> Goal: Copy the following lines word for word, from the line that contains "Where can the yellow church" through the line that contains "<point>264,288</point>", including both of those lines.

> Entries pointing to named objects:
* * * * * * * * *

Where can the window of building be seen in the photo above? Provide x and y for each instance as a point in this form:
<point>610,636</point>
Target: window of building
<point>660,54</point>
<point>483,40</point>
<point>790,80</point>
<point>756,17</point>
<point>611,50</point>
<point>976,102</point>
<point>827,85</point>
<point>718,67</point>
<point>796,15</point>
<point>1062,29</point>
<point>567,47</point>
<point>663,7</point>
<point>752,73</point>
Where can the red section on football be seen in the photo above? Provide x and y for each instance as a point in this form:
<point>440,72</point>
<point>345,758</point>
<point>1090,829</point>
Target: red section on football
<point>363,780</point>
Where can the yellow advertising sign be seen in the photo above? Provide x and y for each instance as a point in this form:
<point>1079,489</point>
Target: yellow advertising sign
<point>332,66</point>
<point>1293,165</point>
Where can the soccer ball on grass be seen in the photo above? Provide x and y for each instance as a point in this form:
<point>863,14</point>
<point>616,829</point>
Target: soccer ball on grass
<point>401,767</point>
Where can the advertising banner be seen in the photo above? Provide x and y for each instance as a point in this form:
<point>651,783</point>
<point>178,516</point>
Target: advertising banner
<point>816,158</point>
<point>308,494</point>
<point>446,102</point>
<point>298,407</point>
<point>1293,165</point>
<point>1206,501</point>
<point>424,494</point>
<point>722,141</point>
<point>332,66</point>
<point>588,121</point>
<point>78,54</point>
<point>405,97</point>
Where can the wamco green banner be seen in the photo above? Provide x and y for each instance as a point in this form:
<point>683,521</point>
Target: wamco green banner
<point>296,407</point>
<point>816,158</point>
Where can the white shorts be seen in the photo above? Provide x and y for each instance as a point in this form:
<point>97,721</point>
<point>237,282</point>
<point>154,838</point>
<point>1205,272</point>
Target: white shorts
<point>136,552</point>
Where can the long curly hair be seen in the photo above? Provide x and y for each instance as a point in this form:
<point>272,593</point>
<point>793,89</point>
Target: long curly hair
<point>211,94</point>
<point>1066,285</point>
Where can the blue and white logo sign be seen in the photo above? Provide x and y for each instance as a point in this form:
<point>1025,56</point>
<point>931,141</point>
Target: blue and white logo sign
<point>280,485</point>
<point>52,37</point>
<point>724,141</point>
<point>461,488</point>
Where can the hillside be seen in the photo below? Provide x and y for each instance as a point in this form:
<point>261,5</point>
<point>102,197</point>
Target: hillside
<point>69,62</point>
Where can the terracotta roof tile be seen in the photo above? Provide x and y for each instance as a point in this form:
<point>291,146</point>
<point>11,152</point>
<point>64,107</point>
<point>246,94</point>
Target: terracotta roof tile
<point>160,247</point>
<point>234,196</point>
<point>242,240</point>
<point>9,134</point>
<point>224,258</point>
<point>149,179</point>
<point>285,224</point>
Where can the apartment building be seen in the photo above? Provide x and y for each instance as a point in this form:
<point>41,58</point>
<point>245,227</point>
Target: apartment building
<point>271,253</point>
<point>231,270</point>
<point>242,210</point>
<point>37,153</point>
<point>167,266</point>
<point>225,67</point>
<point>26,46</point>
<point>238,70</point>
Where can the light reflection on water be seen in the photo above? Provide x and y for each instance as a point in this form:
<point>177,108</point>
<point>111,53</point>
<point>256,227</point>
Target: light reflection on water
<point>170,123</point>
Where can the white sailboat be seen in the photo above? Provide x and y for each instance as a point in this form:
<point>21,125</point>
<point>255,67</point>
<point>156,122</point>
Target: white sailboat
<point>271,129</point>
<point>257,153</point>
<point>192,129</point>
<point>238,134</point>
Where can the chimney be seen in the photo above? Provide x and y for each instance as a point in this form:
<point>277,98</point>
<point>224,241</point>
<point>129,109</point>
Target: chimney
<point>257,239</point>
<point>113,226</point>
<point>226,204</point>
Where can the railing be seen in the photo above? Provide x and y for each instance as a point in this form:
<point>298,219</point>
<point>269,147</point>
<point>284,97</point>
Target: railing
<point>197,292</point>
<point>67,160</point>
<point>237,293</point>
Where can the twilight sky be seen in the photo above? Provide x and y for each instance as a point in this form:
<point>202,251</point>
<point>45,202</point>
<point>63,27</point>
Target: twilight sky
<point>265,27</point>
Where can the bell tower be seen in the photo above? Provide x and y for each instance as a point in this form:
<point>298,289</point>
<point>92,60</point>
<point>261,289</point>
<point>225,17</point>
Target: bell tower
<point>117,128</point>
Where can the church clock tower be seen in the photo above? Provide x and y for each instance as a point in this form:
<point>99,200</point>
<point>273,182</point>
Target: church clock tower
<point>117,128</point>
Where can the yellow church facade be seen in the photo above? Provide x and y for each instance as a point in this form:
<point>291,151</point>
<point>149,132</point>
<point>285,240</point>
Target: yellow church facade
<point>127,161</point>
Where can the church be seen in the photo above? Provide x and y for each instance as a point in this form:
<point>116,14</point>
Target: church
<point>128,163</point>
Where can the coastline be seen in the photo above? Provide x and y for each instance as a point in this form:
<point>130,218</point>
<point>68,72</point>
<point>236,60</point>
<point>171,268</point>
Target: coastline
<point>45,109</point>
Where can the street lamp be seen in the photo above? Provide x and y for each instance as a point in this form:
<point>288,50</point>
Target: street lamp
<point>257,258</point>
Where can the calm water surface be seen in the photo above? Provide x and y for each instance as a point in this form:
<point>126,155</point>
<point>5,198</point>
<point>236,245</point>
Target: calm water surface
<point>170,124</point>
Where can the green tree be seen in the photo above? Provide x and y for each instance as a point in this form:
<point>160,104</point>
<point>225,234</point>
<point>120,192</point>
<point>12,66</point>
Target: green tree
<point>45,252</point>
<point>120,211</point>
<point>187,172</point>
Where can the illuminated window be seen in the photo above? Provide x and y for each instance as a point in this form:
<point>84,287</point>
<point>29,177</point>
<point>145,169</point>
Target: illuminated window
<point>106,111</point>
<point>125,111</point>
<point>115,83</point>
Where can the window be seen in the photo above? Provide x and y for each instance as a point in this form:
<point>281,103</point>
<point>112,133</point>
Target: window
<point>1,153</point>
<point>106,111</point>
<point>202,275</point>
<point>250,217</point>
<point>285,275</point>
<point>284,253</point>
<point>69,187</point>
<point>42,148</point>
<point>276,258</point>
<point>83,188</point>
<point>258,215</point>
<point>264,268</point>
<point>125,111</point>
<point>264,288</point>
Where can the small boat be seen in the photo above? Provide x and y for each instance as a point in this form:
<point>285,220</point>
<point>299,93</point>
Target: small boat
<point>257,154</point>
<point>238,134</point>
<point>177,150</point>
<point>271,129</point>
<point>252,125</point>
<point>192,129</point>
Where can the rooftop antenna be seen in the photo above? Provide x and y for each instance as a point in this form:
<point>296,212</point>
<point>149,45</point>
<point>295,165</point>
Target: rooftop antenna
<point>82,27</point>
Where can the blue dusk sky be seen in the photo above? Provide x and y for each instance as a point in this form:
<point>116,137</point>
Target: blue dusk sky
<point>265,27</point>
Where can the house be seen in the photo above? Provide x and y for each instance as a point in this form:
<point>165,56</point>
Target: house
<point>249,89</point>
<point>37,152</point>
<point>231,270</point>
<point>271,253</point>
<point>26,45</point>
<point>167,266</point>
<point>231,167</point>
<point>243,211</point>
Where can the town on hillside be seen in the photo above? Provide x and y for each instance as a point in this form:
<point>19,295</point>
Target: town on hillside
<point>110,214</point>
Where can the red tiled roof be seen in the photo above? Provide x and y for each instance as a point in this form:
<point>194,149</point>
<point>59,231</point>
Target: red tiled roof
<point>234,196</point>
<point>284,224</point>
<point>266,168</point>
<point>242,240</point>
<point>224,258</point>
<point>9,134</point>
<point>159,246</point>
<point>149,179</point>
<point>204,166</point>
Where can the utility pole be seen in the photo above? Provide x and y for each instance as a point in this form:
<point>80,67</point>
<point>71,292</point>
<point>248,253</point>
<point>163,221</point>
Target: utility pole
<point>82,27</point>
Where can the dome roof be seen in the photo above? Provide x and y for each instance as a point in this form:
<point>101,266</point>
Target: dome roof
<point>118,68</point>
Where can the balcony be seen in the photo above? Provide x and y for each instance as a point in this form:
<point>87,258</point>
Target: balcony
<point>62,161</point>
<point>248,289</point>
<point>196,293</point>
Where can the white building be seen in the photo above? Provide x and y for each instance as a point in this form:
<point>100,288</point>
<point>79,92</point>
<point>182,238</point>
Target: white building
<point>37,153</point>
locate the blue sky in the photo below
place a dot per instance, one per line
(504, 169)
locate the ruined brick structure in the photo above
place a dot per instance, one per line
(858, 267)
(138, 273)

* * * * * * * * *

> Result of the task:
Where can the yellow church facade be seen in the photo above? Provide x and y for each instance as a point in this form:
<point>291,151</point>
<point>149,132</point>
<point>285,240</point>
Target: yellow church facade
<point>127,161</point>
Where can the church be seen in the photo above? Provide x and y for each instance as a point in this form:
<point>116,14</point>
Target: church
<point>128,163</point>
Where can the coastline be seen in the photo above? Provide x and y for each instance as a point in this form:
<point>130,218</point>
<point>68,72</point>
<point>236,60</point>
<point>171,268</point>
Target: coastline
<point>45,109</point>
Where can the street lamp be seen in the photo above? Provide x and y for each instance as a point in this form:
<point>288,50</point>
Target: street lamp
<point>257,258</point>
Where can the calm water surface be seen in the photo above? Provide x and y for each instance as a point in this form:
<point>126,155</point>
<point>5,198</point>
<point>236,245</point>
Target: calm water surface
<point>170,124</point>
Where can the green tree be seen in the photo above? Provide x and y for each instance as a point in this form:
<point>160,104</point>
<point>225,234</point>
<point>120,192</point>
<point>12,66</point>
Target: green tree
<point>45,252</point>
<point>120,211</point>
<point>187,172</point>
Where can the illuminated window be seen in the photo above? Provide x and y for each instance as a point in this form:
<point>84,287</point>
<point>29,177</point>
<point>145,169</point>
Target: illuminated window
<point>106,111</point>
<point>125,111</point>
<point>115,83</point>
Where can the window be seen in the photo above? Provide x and y for each instance as a point in this form:
<point>281,103</point>
<point>112,133</point>
Target: window
<point>1,153</point>
<point>106,111</point>
<point>202,275</point>
<point>250,217</point>
<point>285,275</point>
<point>284,253</point>
<point>69,187</point>
<point>42,148</point>
<point>276,258</point>
<point>83,188</point>
<point>258,215</point>
<point>264,268</point>
<point>125,111</point>
<point>264,288</point>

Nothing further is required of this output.